AIM OF THE TASK. Reproduce the passage on the Left Parties' withdrawal of support from the UPA Government word for word, in its entirety.

TEXT EXCERPT.
* * *

A: The Left Parties withdrew support from the Congress-led UPA Government on 9th July 2008. When the UPA Government had come into existence in 2004, the Left Parties had decided to provide outside support on the basis of its Common Minimum Programme. The aim was to fight the communal forces and undo the damage that they had caused to the secular polity of India during their years in office. This required a set of interlinked policies to bring relief to the people, to protect India’s integrity and to pursue an independent foreign policy. Yet rather than fulfilling the popular mandate, and addressing pressing concerns such as the skyrocketing prices of essential commodities, the Manmohan Singh Government preferred to expend its energy on pushing through the Indo-US Nuclear Deal. Clearly it is more concerned about fulfilling its commitment to the Bush Administration than about meeting its commitment to the people of India.

* * *

Stored data:
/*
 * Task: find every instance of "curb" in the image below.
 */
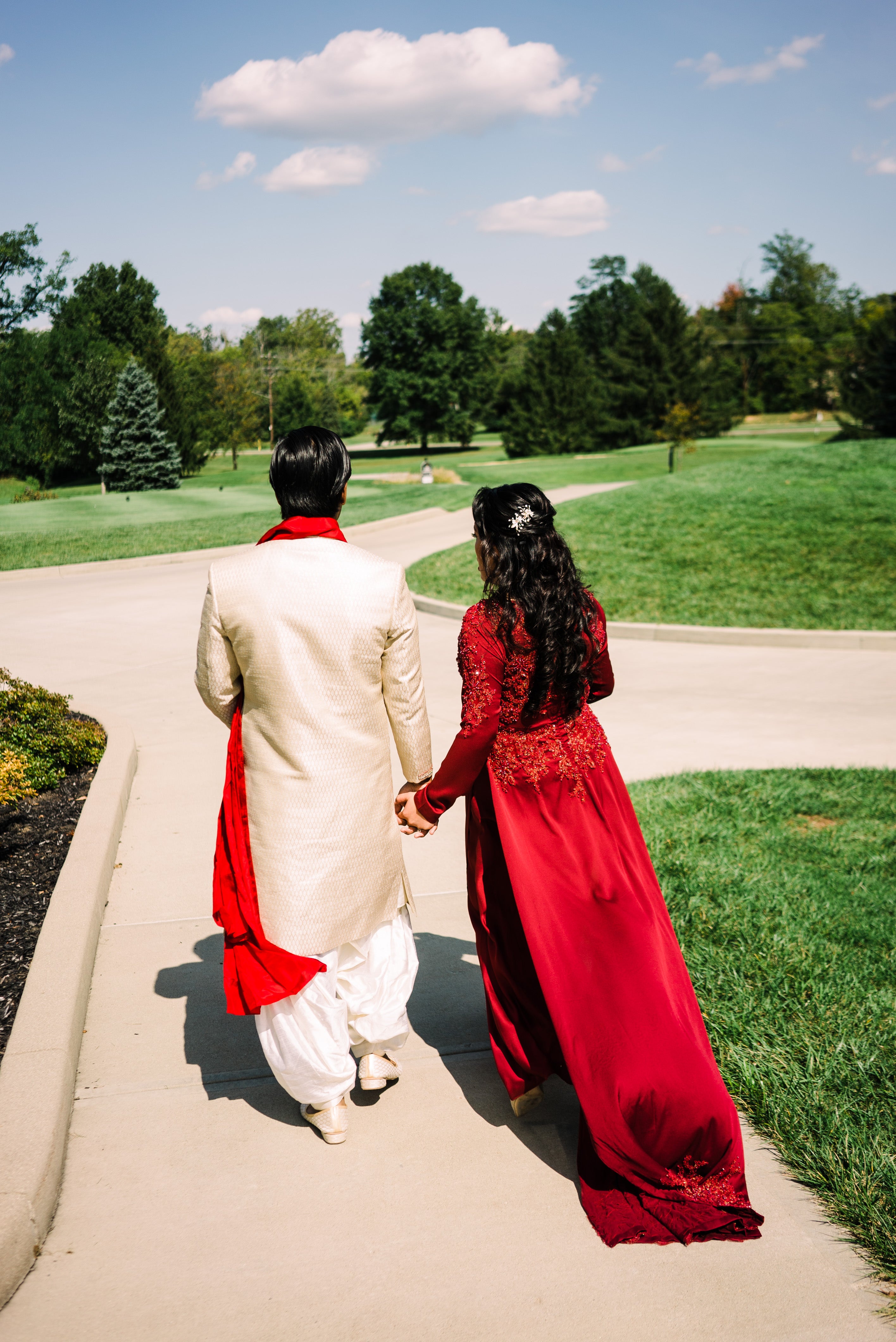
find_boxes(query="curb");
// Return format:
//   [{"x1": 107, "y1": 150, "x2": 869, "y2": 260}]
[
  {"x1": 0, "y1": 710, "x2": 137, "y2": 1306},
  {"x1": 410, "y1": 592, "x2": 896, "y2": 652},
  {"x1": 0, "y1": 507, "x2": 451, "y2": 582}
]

* * *

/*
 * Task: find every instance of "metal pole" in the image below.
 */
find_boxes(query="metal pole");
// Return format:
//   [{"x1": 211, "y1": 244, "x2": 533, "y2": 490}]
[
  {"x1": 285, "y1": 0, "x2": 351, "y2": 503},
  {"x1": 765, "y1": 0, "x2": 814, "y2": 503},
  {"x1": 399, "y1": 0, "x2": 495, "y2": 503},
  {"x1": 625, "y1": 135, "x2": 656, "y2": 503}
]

* * *

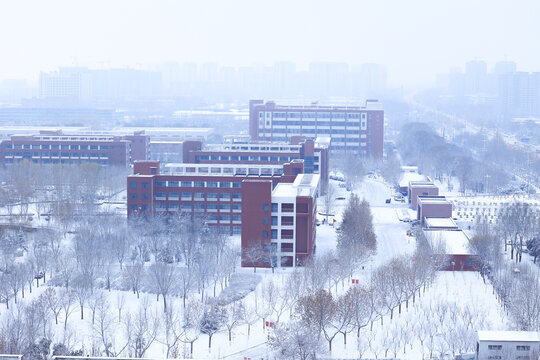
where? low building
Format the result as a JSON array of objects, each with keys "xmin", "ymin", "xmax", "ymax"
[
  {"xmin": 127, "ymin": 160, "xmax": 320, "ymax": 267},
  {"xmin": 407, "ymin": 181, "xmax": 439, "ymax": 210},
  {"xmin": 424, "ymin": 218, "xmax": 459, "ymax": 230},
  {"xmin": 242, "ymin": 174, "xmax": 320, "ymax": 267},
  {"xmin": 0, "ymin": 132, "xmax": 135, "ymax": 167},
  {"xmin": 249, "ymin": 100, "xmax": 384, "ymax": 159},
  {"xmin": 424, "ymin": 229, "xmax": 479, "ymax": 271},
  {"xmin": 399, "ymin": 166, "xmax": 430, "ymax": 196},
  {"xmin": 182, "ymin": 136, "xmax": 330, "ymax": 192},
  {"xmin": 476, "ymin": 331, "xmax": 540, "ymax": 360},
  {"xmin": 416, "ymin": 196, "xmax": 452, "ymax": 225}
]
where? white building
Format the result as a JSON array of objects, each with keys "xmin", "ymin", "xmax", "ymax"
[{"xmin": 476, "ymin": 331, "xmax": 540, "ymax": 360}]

* * *

PROBLEM SOLUTION.
A: The Left Parties withdrew support from the Congress-led UPA Government on 9th July 2008. When the UPA Government had come into existence in 2004, the Left Parties had decided to provide outside support on the basis of its Common Minimum Programme. The aim was to fight the communal forces and undo the damage that they had caused to the secular polity of India during their years in office. This required a set of interlinked policies to bring relief to the people, to protect India’s integrity and to pursue an independent foreign policy. Yet rather than fulfilling the popular mandate, and addressing pressing concerns such as the skyrocketing prices of essential commodities, the Manmohan Singh Government preferred to expend its energy on pushing through the Indo-US Nuclear Deal. Clearly it is more concerned about fulfilling its commitment to the Bush Administration than about meeting its commitment to the people of India.